Task to complete:
Using the passage on the album Images, answer:
(a) Who made up the principal rhythm section?
(b) Which group sang background vocals on two songs?
(c) Which song features sax by Clarence Clemons, and on what collection does it appear?
BEGIN Passage given
Images is Dan Hartman's second full-length release but his first album of new material. It features an interesting mix of players to assist the multi-instrumentalist continue his pop rock themes featured in his tenure with the Edgar Winter Group and fittingly has Edgar Winter, Rick Derringer and Ronnie Montrose as guests. Montrose appears on two songs which was in exchange for the two Hartman written songs, "What are You Waiting For?" and "Rich Man", that appeared on Jump On It, the same year. Drummer John Wilcox and bassist John Siegler, both of Utopia, were the principal rhythm section.

Other guests include Clarence Clemons, Randy Brecker, Hartman's father Carl, and from his hometown band The Legends, drummer Larry Sadler. Supplying background vocals on two songs was RSO Records' soul group, Revelation.

Continuing themes heard on They Only Come Out at Night, Hartman follows up with two Montrose-assisted straight-ahead rockers. "High Sign" sounds like the son of "Free Ride" with Ronnie supplying a revving sports car sound reminiscent of "Bad Motor Scooter". "The Party's in the Back Room" has the party continuing from "We All Had a Real Good Time". "Alta Mira"'s reggae flavor resurfaces on "Love It Too Much". The soothing acoustic sounds of "Autumn" echo back on "Thank You for the Good Times" and "My Love".

Newer soul and R&B sounds appear on "If Only I Were Stronger" and "Can't Stand in the Way of Love" while "Shake It Down", with great sax by Clarence Clemons, is a precursor to the dance sounds soon to follow on Instant Replay. "Shake It Down" appears on the collection Super Hits (2004).
END Passage given
BEGIN Collected material
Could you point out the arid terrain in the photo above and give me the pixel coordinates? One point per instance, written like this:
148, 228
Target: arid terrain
END Collected material
Complete answer:
(a) Drummer John Wilcox and bassist John Siegler, both of Utopia.
(b) Revelation, RSO Records' soul group.
(c) "Shake It Down," which appears on Super Hits (2004).